> _STUDY TEXT_:
By the standards of disrupting business on Wall Street, S17 could not be called a success. This is in large part because NYPD is adept at protecting capital. The police used metal barricades, buses, dogs, helicopters and motorcycles to prevent protesters from entering the places where they were to execute the major planned act of civil disobedience of the morning -- a "human wall" that would block people from accessing the New York Stock Exchange. When the roving, autonomous clusters of protesters tried to make life difficult just outside this protected zone by blocking intersections, the police would take a few minutes to realize what was happening and end it through bursts of extraordinary violence and arrests (the day ended with nearly two hundred). There was no disobedience of consequence, and life went on in the area fairly normally, albeit if slightly more slowly.

What was striking about the police charges at the nonviolent troublemakers was how forcefully they showed that concerns about public safety were not guiding their conduct. For instance, a teenager running back and forth across West Street, threatening to stay on the road even when the traffic light changed, was brought into custody by two cops who appeared to be training for the NFL. His entire face was covered in blood. When a skinny young woman chucked an empty plastic soda bottle at a police officer after he pushed her on the sidewalk, she was smashed face-first into the street by no less than four large men. Her entire face was covered in blood. The list goes on and on; I witnessed at least eight such sanguinary incidents myself, and only one of them involved direct provocation in the form of the aforementioned thrown object. This is entirely ordinary for non-state approved protests in America, but it is not something that one gets used to.

Most intriguing of all, there was a near-total arbitrariness at play in many of the arrests. Often when there was a gray area in the legality of occupying a certain space, the police would simply pick off the slower or bolder people like sharks chasing a school of fish. Other times people were randomly grabbed and stuffed in a police bus while marching legally on the streets. (One theory being circulated was that the totally random arrests were for activists who had an established reputation of some kind.) This was something nearly everybody I met spoke about. The genius of this policy is that since one does not know precisely which behavior one has to avoid to be arrested, everybody grows more timid -- even those who do not mind being arrested don't want to be tackled or taken out of action without good reason. By fencing off critical junctures, exercising disproportionate force, and arresting people whimsically, the city was intent on not even allowing for the existence of the spectacle of disobedience.

> _EXERCISE SET_:
(1) Answer these questions from the account of the S17 protest:
(a) About how many arrests had been made by the end of the day?
(b) How many bloody incidents does the writer say they personally witnessed?
(c) To what does the writer compare the police picking off the slower or bolder people?
(2) Write the next part of the account of the S17 protest, starting after its final sentence.

> _DATA_:
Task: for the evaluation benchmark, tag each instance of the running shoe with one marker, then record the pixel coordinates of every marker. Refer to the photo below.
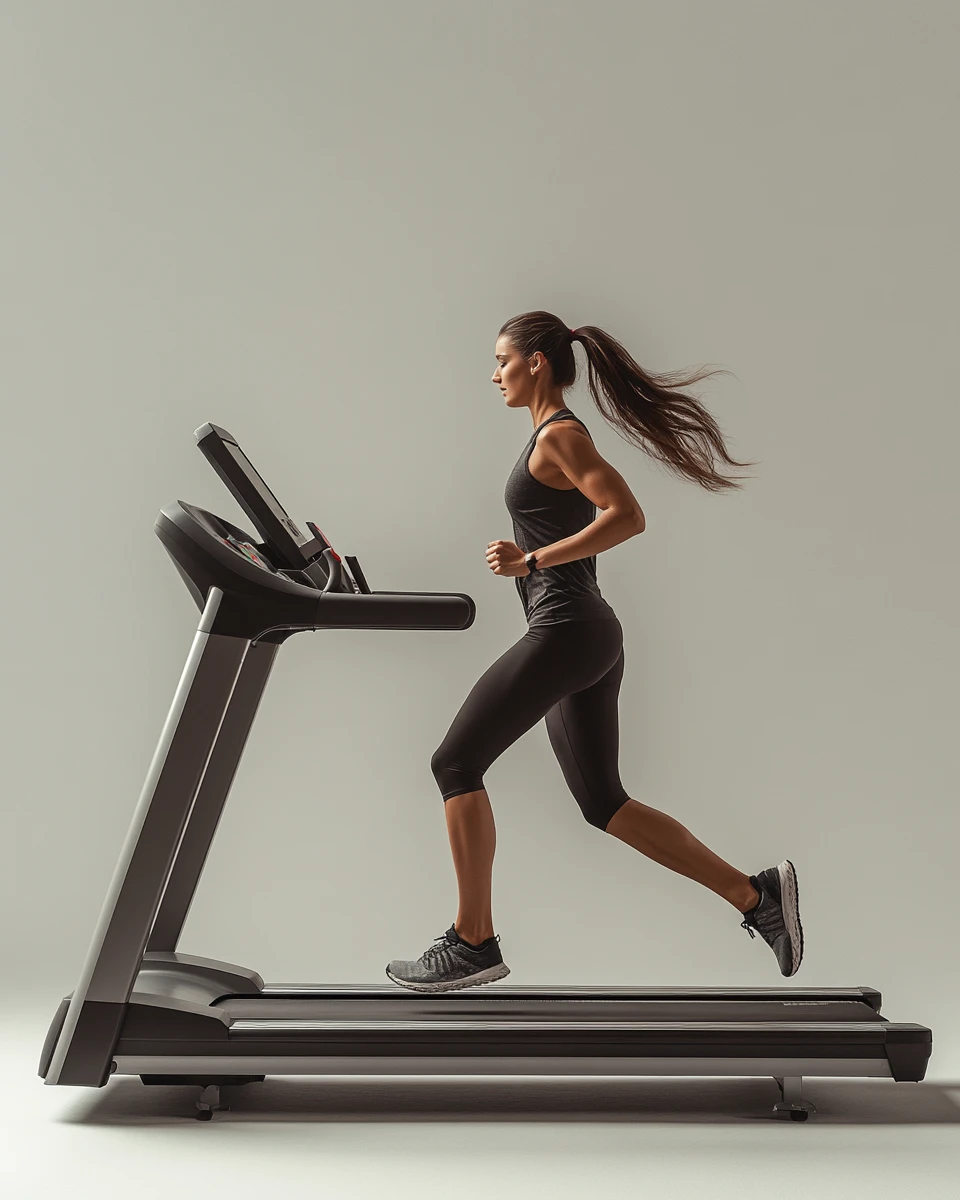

> _TASK-BY-TASK ANSWERS_:
(1)
(a) Nearly two hundred.
(b) At least eight.
(c) Sharks chasing a school of fish.

(2)
Introspection

But history shows that people can perform direct action effectively even when the tactical odds are stacked against them by authorities. The reality is that there are massive limitations to organizing many people with decentralization as a group's crowning value. Aside from the "human wall," there were no fleshed out back up plans. What if instead of being fragmented into dozens of free-forming groups, all the Occupiers targeted one bank or one intersection simultaneously? Would the police really have arrested everybody? (Unfortunately that is a sincere question.) What if all the most risk-inclined protesters formed spearheads for a few coordinated clusters, so that the police didn't just pick them off easily one by one? What if everyone wasn't waiting for someone else to take a stand?

There was a point toward the end of the night in Zuccotti Park (which was gated and had only two exits) where a large group of police officers in riot gear stormed into the park. There was a ton of commotion; most people flooded out of the park, and those that remained within it surrounded the police wielding a variety of cameras, expecting to capture them doing something inappropriate. It turned out the police were looking for tents, and not much else. As the police filed out of the park, a young man from Chicago leaned over and told me that everyone in Zuccotti was waiting to watch somebody else to do something worth watching.

In fact the city he hailed from exemplified this tendency earlier this year. The much-hyped resistance to the NATO Summit in Chicago -- a conference that at one point looked like it might've been the site of the next Battle of Seattle -- was a crippling disappointment for Occupy. While it is true that Rahm Emanuel loves war and raised over $30 million for security, the major march of the weekend didn't even come close to materializing into anything substantially more than that, despite the biggest American black bloc contingent I've seen in years.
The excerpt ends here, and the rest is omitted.